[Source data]

- - - -

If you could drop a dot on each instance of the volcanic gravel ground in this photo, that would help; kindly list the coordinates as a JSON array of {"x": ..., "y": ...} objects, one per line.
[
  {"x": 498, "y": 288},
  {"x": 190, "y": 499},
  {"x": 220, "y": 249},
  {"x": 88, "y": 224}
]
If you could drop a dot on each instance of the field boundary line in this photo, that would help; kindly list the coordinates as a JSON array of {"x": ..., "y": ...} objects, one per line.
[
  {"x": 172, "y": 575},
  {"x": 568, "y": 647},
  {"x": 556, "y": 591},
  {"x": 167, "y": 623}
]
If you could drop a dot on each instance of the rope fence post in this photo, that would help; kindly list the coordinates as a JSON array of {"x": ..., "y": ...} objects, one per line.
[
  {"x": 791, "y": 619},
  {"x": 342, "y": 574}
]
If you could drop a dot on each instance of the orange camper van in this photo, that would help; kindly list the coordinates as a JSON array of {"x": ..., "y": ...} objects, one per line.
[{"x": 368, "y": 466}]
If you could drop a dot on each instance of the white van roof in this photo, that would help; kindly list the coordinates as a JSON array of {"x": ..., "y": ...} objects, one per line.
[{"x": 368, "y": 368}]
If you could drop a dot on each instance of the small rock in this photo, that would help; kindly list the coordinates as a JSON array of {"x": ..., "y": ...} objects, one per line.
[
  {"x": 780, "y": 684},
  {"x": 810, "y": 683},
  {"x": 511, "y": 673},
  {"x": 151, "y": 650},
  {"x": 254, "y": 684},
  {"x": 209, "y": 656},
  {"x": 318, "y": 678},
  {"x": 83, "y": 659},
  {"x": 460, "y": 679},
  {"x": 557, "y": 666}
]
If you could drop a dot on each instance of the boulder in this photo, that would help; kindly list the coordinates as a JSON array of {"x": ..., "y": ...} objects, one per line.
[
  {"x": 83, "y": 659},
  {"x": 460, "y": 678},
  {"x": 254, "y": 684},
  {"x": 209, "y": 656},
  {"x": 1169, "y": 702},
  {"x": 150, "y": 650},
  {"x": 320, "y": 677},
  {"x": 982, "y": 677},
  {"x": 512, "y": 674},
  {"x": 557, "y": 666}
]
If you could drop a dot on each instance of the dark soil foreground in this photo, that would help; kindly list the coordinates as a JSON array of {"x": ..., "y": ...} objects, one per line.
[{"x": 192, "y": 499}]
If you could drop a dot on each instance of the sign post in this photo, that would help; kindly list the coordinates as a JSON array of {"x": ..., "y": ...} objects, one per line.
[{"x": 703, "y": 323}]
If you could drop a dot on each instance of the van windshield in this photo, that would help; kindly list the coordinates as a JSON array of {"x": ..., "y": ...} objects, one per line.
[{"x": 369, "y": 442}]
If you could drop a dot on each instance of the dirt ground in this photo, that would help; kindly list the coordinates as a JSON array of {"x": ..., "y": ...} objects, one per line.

- - - -

◆ Exercise ◆
Each line in the records above must be returned exactly as it stands.

◆ Solution to this task ◆
If you could drop a dot on each instance of the volcanic gravel ground in this photo, that would help; kindly list the coordinates as a JSON array of {"x": ..., "y": ...} objects, one per line.
[
  {"x": 498, "y": 288},
  {"x": 190, "y": 499},
  {"x": 220, "y": 249},
  {"x": 88, "y": 224}
]
If you could drop a dot on each instance of the field boundary line in this photo, that would help; kindly list the coordinates as a JSON array of {"x": ..., "y": ...} objects, one per line.
[
  {"x": 172, "y": 575},
  {"x": 568, "y": 647},
  {"x": 556, "y": 591},
  {"x": 167, "y": 623}
]
If you could drop a dot on each instance of the rope fence post in this photo, that would help; kindly list the coordinates as a JSON array of {"x": ..., "y": ...} objects, one per line.
[
  {"x": 791, "y": 619},
  {"x": 342, "y": 574}
]
If you could drop a dot on each instance of the orange camper van in this photo, that would help; kindly list the coordinates as a JSON array of {"x": ..., "y": ...} objects, one per line.
[{"x": 368, "y": 466}]
If you could drop a dot on each instance of the white van roof in this photo, that would help; kindly list the coordinates as a JSON array of {"x": ..., "y": ...} objects, one per line.
[{"x": 368, "y": 368}]
If you could drop a dot on each instance of the small rock in this photo, that would help; kindly list the coordinates as a JSON array of {"x": ..., "y": ...} objects, one per line.
[
  {"x": 780, "y": 684},
  {"x": 810, "y": 683},
  {"x": 511, "y": 673},
  {"x": 151, "y": 650},
  {"x": 254, "y": 684},
  {"x": 209, "y": 656},
  {"x": 318, "y": 678},
  {"x": 83, "y": 659},
  {"x": 460, "y": 679},
  {"x": 557, "y": 666}
]
If you could drop a dot on each instance of the boulder in this photo, that would help; kindly list the coordinates as a JSON array of {"x": ..., "y": ...} objects, one per line.
[
  {"x": 83, "y": 659},
  {"x": 460, "y": 678},
  {"x": 254, "y": 684},
  {"x": 209, "y": 656},
  {"x": 1169, "y": 702},
  {"x": 150, "y": 650},
  {"x": 320, "y": 677},
  {"x": 982, "y": 677},
  {"x": 512, "y": 674},
  {"x": 557, "y": 666}
]
If you could drop a dot on each instance of the dark soil foreground in this photo, that would help; kindly list the coordinates as a JSON array of {"x": ..., "y": ...} objects, one per line.
[{"x": 192, "y": 499}]
If you could drop a dot on each instance of the sign post in this photo, that would help; kindly list the coordinates as a JSON array of {"x": ..., "y": ...} objects, one per line.
[{"x": 703, "y": 323}]
If you could drop a dot on each instance of the van windshield in this photo, that would help; kindly list the coordinates as a JSON array of {"x": ..., "y": ...} objects, one per line.
[{"x": 369, "y": 442}]
If you could drop a dot on each instance of the dirt ground in this photo, that would help; kindly list the coordinates as a JSON array of {"x": ..., "y": ...} objects, one per line.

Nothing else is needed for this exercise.